■ **SOURCE PASSAGE**
** Start **

SUBJECT : 19 April 2021- Webinar Report 

 

WEBINAR REPORT

CULTURE AND HERITAGE OF DELHI CITY

On the event of the ‘World Heritage Day’, SPA ENVIS RP had organized a webinar with the topic ‘Culture and Heritage of Delhi City’ to discuss the cultural and heritage legacy of the city and to evaluate how heritage and culture should be integrated in the way of conservation and sustainable development.

Topic: “Culture and Heritage of Delhi City”

Date: April 19, 2021; Time: 12:00 PM to 01:00 PM

Key Speaker: Prof. Anuradha Chaturvedi, Head, Department of Architectural Conservation, SPA, New Delhi

Moderator: Prof. Dr. Meenakshi Dhote, Head, Department of Environmental Planning and Coordinator, SPA ENVIS RP on Human Settlements and their Impact on Environment

About the speaker: Prof. Anuradha Chaturvedi,  An Architect by profession, is presently the Head of  Department of Conservation of Architecture at School of Planning and Architecture, New Delhi. Her expertise is in the field of Heritage Management, Urban conservation and Sustainable Development. Apart from her academic experience of more than 32 years in the field of Cultural and Architectural Conservation of Heritage, she has been extensively involved in various projects of Government of India and other State Governments projects, specified for Heritage Management and Sustainable Development. She has given a new dimension in defining the heritage conservation as a resource, to revitalize the future with sustainability. She has been an instrumental in developing a mobile app called ‘WE Conserve’ for conservation of heritage site, which will help to provide viable procedures and solutions to the users.

** End **

■ **SUPPLIED MATERIAL**
** Start **

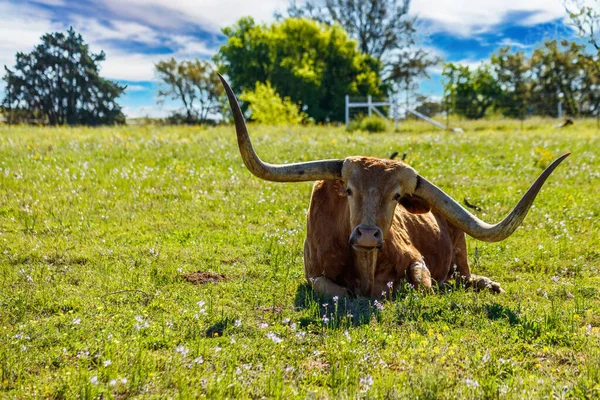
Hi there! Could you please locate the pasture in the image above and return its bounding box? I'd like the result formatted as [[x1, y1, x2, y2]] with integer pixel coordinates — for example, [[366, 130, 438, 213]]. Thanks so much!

** End **

■ **AIM 1**
Can you sum up the webinar report in two sentences?
■ **AIM 2**
Can you extract, word for word, the part of the webinar report starting with "SUBJECT : 19 April" and going on through "of conservation and sustainable development."?
■ **AIM 3**
Answer these questions from the webinar report:
(a) At what time did the webinar take place?
(b) Who served as moderator?
(c) What is the name of the mobile app the speaker helped develop?
Answer from the text alone.

■ **RIGHT ANSWER 1**
For World Heritage Day, SPA ENVIS RP organized a webinar on April 19, 2021, titled "Culture and Heritage of Delhi City." It aimed to discuss the city's cultural and heritage legacy and to evaluate how heritage and culture should be integrated into conservation and sustainable development, with Prof. Anuradha Chaturvedi, head of the Department of Architectural Conservation at SPA, New Delhi, as key speaker.

■ **RIGHT ANSWER 2**
SUBJECT : 19 April 2021- Webinar Report 

 

WEBINAR REPORT

CULTURE AND HERITAGE OF DELHI CITY

On the event of the ‘World Heritage Day’, SPA ENVIS RP had organized a webinar with the topic ‘Culture and Heritage of Delhi City’ to discuss the cultural and heritage legacy of the city and to evaluate how heritage and culture should be integrated in the way of conservation and sustainable development.

■ **RIGHT ANSWER 3**
(a) 12:00 PM to 01:00 PM
(b) Prof. Dr. Meenakshi Dhote
(c) 'WE Conserve'